» TASK STATEMENT
What is needed is the run of lines from the one with "Could you point to the dry" through the close of the data, set down exactly.

Entries from a point annotation set:
⁂

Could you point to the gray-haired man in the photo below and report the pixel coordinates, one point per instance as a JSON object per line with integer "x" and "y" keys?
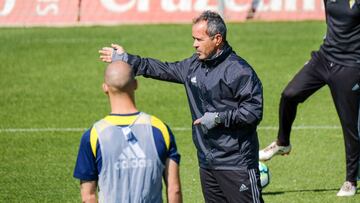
{"x": 225, "y": 98}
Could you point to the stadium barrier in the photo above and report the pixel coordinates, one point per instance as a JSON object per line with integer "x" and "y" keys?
{"x": 95, "y": 12}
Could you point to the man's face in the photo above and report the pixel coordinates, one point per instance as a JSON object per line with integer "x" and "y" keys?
{"x": 204, "y": 45}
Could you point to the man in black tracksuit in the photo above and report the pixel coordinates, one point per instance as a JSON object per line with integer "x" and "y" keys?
{"x": 336, "y": 64}
{"x": 225, "y": 98}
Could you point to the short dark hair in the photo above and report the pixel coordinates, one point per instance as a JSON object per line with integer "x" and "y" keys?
{"x": 215, "y": 24}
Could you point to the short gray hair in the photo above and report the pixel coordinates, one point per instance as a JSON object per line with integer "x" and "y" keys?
{"x": 215, "y": 24}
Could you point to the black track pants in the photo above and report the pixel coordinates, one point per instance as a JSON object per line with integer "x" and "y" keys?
{"x": 314, "y": 75}
{"x": 231, "y": 186}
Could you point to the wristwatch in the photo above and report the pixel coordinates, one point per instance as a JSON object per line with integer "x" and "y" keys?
{"x": 217, "y": 119}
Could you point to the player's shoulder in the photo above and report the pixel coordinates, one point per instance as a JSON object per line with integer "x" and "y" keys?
{"x": 159, "y": 127}
{"x": 159, "y": 124}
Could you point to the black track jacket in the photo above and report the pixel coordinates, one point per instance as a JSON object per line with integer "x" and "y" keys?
{"x": 226, "y": 84}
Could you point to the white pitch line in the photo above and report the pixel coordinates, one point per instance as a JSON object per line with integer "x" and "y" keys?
{"x": 26, "y": 130}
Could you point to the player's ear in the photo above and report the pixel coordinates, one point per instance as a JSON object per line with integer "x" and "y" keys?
{"x": 105, "y": 88}
{"x": 218, "y": 39}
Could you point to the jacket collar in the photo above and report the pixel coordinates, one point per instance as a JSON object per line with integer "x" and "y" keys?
{"x": 216, "y": 59}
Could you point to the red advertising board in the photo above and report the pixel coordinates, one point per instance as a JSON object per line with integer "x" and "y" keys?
{"x": 70, "y": 12}
{"x": 38, "y": 12}
{"x": 175, "y": 11}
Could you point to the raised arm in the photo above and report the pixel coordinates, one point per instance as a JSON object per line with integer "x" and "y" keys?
{"x": 172, "y": 181}
{"x": 88, "y": 191}
{"x": 148, "y": 67}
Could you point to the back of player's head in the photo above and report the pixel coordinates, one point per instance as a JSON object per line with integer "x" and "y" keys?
{"x": 215, "y": 24}
{"x": 119, "y": 77}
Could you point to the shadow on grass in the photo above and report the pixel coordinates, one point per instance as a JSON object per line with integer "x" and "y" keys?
{"x": 294, "y": 191}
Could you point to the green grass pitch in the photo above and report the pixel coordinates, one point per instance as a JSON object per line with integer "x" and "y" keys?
{"x": 51, "y": 78}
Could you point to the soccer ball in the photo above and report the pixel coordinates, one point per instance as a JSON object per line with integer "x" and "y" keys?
{"x": 264, "y": 174}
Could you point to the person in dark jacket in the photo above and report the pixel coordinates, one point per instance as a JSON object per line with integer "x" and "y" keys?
{"x": 226, "y": 103}
{"x": 336, "y": 64}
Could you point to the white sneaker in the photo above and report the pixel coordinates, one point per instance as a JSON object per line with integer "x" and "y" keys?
{"x": 272, "y": 150}
{"x": 347, "y": 190}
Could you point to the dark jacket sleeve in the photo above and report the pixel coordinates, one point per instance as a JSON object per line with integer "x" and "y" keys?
{"x": 248, "y": 89}
{"x": 153, "y": 68}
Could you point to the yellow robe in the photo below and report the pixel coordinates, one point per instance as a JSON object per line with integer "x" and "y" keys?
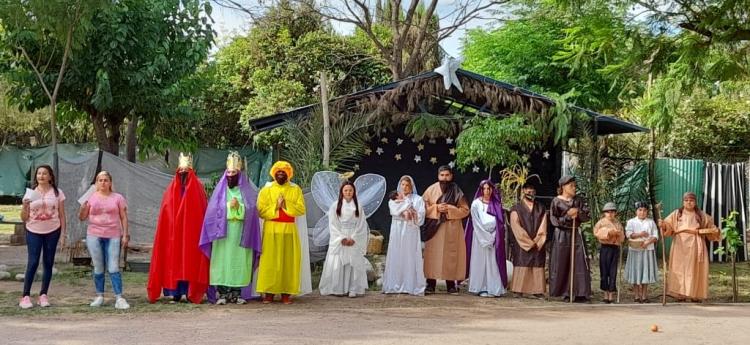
{"x": 279, "y": 265}
{"x": 688, "y": 258}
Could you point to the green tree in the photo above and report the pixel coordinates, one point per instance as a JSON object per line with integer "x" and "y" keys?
{"x": 495, "y": 142}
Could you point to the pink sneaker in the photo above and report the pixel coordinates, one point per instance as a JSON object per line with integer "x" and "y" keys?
{"x": 25, "y": 302}
{"x": 43, "y": 301}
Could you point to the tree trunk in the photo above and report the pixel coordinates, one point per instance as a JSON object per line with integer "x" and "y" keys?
{"x": 131, "y": 138}
{"x": 107, "y": 131}
{"x": 326, "y": 120}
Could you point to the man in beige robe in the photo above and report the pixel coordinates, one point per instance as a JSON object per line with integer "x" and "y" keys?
{"x": 689, "y": 228}
{"x": 528, "y": 221}
{"x": 445, "y": 252}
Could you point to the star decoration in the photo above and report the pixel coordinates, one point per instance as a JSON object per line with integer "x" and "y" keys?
{"x": 448, "y": 71}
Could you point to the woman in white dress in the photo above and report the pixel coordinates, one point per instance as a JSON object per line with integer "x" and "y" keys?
{"x": 345, "y": 267}
{"x": 404, "y": 265}
{"x": 485, "y": 234}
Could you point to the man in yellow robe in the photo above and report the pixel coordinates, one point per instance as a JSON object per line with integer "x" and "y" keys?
{"x": 445, "y": 250}
{"x": 689, "y": 228}
{"x": 279, "y": 266}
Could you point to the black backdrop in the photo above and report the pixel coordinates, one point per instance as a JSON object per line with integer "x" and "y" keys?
{"x": 382, "y": 159}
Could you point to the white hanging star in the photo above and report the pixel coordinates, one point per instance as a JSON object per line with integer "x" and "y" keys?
{"x": 448, "y": 71}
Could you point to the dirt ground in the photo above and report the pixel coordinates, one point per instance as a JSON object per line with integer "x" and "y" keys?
{"x": 373, "y": 319}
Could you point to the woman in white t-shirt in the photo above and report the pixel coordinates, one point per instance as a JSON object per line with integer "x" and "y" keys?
{"x": 44, "y": 215}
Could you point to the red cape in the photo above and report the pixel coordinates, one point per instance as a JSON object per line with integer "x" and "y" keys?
{"x": 176, "y": 255}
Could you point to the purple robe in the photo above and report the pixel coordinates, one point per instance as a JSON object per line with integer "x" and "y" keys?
{"x": 494, "y": 208}
{"x": 215, "y": 226}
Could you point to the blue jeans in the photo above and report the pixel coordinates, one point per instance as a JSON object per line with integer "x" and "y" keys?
{"x": 40, "y": 245}
{"x": 105, "y": 252}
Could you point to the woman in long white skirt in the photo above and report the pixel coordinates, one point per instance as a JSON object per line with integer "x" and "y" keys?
{"x": 404, "y": 265}
{"x": 485, "y": 238}
{"x": 345, "y": 268}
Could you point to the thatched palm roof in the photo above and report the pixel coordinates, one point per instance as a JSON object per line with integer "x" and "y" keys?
{"x": 396, "y": 101}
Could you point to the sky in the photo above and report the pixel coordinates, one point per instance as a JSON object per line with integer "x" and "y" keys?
{"x": 230, "y": 22}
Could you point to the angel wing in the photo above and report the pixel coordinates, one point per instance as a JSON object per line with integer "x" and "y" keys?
{"x": 370, "y": 192}
{"x": 325, "y": 189}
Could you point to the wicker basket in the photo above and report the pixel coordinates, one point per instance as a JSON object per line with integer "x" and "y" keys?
{"x": 375, "y": 243}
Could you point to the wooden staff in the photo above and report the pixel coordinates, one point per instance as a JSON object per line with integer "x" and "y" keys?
{"x": 657, "y": 209}
{"x": 572, "y": 259}
{"x": 619, "y": 272}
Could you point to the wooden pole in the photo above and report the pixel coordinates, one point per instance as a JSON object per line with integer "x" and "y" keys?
{"x": 326, "y": 119}
{"x": 572, "y": 260}
{"x": 619, "y": 273}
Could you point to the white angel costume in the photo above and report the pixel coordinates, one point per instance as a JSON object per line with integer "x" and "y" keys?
{"x": 305, "y": 276}
{"x": 345, "y": 267}
{"x": 404, "y": 265}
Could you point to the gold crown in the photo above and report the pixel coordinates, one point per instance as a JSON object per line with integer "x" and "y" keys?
{"x": 234, "y": 161}
{"x": 186, "y": 161}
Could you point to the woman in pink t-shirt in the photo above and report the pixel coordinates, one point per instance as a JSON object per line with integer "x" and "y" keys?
{"x": 44, "y": 215}
{"x": 107, "y": 213}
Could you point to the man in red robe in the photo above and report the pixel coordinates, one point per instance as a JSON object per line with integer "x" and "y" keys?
{"x": 178, "y": 267}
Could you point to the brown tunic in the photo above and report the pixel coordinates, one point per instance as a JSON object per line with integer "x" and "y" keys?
{"x": 529, "y": 228}
{"x": 688, "y": 257}
{"x": 560, "y": 257}
{"x": 609, "y": 232}
{"x": 445, "y": 253}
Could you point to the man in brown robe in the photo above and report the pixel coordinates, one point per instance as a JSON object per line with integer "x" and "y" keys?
{"x": 445, "y": 252}
{"x": 566, "y": 210}
{"x": 689, "y": 228}
{"x": 528, "y": 220}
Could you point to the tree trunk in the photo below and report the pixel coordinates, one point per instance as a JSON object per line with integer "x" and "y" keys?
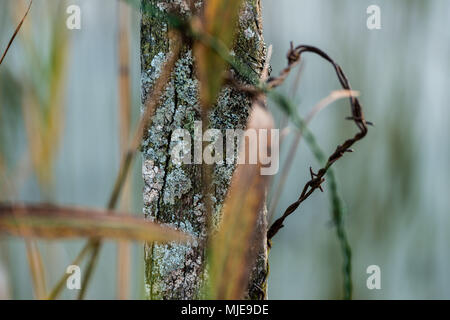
{"x": 173, "y": 193}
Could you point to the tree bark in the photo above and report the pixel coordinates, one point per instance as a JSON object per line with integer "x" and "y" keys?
{"x": 173, "y": 193}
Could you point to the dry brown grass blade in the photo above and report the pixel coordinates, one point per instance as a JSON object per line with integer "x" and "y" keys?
{"x": 219, "y": 22}
{"x": 51, "y": 222}
{"x": 232, "y": 250}
{"x": 150, "y": 106}
{"x": 15, "y": 33}
{"x": 322, "y": 104}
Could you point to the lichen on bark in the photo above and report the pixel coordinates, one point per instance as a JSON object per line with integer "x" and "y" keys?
{"x": 173, "y": 192}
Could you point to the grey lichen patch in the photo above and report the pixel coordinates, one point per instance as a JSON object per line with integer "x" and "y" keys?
{"x": 173, "y": 192}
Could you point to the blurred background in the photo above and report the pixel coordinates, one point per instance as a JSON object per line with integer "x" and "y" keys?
{"x": 61, "y": 137}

⁂

» RESULT BELOW
Could you point to the dry brown grass blade in the photo above and report the pixel coordinates, one point per instance as a JSON object per line with integer "x" and "y" keys?
{"x": 219, "y": 22}
{"x": 51, "y": 222}
{"x": 232, "y": 250}
{"x": 150, "y": 106}
{"x": 15, "y": 33}
{"x": 322, "y": 104}
Could you point to the lichen on bark in the photo above and report the pixel coordinates, one point per instance as a JSON object per line with integer "x" and "y" keys?
{"x": 173, "y": 192}
Could you point to the grey lichen patch in the photo above and report the pixel coordinates, one point per instance as a JSON object per line with integer "x" and "y" keys?
{"x": 173, "y": 192}
Could you point to the blurred background in the photo above and report the pixel coordinates, one point per instance as a JSON object per line with integer "x" and "y" keys?
{"x": 61, "y": 137}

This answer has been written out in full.